[Brief 1]
In the passage on condensate and Y-grade NGL, rewrite the paragraph beginning "Y-grade NGL must meet specifications" as a short bulleted list that keeps its main facts.
[Brief 2]
According to the passage on condensate and Y-grade NGL, which test method determines RVP?
[Brief 3]
From the passage on condensate and Y-grade NGL, return the text word for word, starting at "Y-grade NGL must" and ending at "the aforementioned tests.".

[Excerpt to read]
======

Produced condensate and other unprocessed hydrocarbon liquids of varying gravity often hold substantially less marketing value than processed and stabilized condensate, due to the large range of components in the liquid, its volatility towards vapor flashing, and contaminants either due to the composition of the liquid or chemicals used in its production or transport. For this reason, there are many facilities, whether integrated into larger plants or stand-alone, that serve the purpose of processing these raw, off-spec liquids into higher valued products, such as 9 psi RVP (Reid vapor pressure) stabilized condensate or Y-grade NGL.
9 psi RVP condensate is often used in blending with crude oil and fuels and is free from light end hydrocarbon components prone to flashing, thus making it a very stable hydrocarbon liquid product. Because of its stability, it can be transported to a sales point without the need for pressurized tanker trucks. RVP is a measure of the volatility in the liquid and is determined by the ASTM-D-323 test method.
Y-grade NGL typically consists of lighter end hydrocarbons and is transported by pressurized pipeline to fractionation sites where it is separated into its constituent components (typically ethane, propane, i-butane, n-butane, and heavier fractions) for marketing to users who have a need for these purity products. Because Y-grade consists of more volatile, lighter end hydrocarbons, it is necessary to keep them pressurized to ensure that no vapor flashing occurs during transport. Specifications for Y-grade are usually set by the pipeline owners that transport these liquids, though most pipeline operators’ specifications adhere to highly similar metrics.
Y-grade NGL must meet specifications for the amount of sulfur species that are present in the Y grade. These include a test for hydrogen sulfide (H2S) present in the Y-grade, the amount of total sulfur species in the Y-grade, as well as the corrosiveness of the Y-grade (typically influenced by sulfur, and primarily H2S, in the Y-grade). To reduce the amount of H2S present in Y-grade NGL, an amine treating process is usually employed, which involves the contact of the Y-grade NGL with a mixture of amine and water, causing the H2S in the Y-grade to be absorbed by the amine, such that the effluent Y-grade passes the aforementioned tests.

======

[Source data]
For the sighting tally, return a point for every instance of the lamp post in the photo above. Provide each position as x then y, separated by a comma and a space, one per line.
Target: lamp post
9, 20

======

[Final answer 1]
- Y-grade NGL must meet specifications for the sulfur species it contains.
- The tests cover the hydrogen sulfide (H2S) present, total sulfur species, and corrosiveness, which is typically influenced by sulfur and primarily by H2S.
- Amine treating is usually used to reduce H2S.
- In amine treating, the Y-grade is contacted with a mixture of amine and water, and the amine absorbs the H2S.
- The treated Y-grade then passes the required tests.

[Final answer 2]
The ASTM-D-323 test method.

[Final answer 3]
Y-grade NGL must meet specifications for the amount of sulfur species that are present in the Y grade. These include a test for hydrogen sulfide (H2S) present in the Y-grade, the amount of total sulfur species in the Y-grade, as well as the corrosiveness of the Y-grade (typically influenced by sulfur, and primarily H2S, in the Y-grade). To reduce the amount of H2S present in Y-grade NGL, an amine treating process is usually employed, which involves the contact of the Y-grade NGL with a mixture of amine and water, causing the H2S in the Y-grade to be absorbed by the amine, such that the effluent Y-grade passes the aforementioned tests.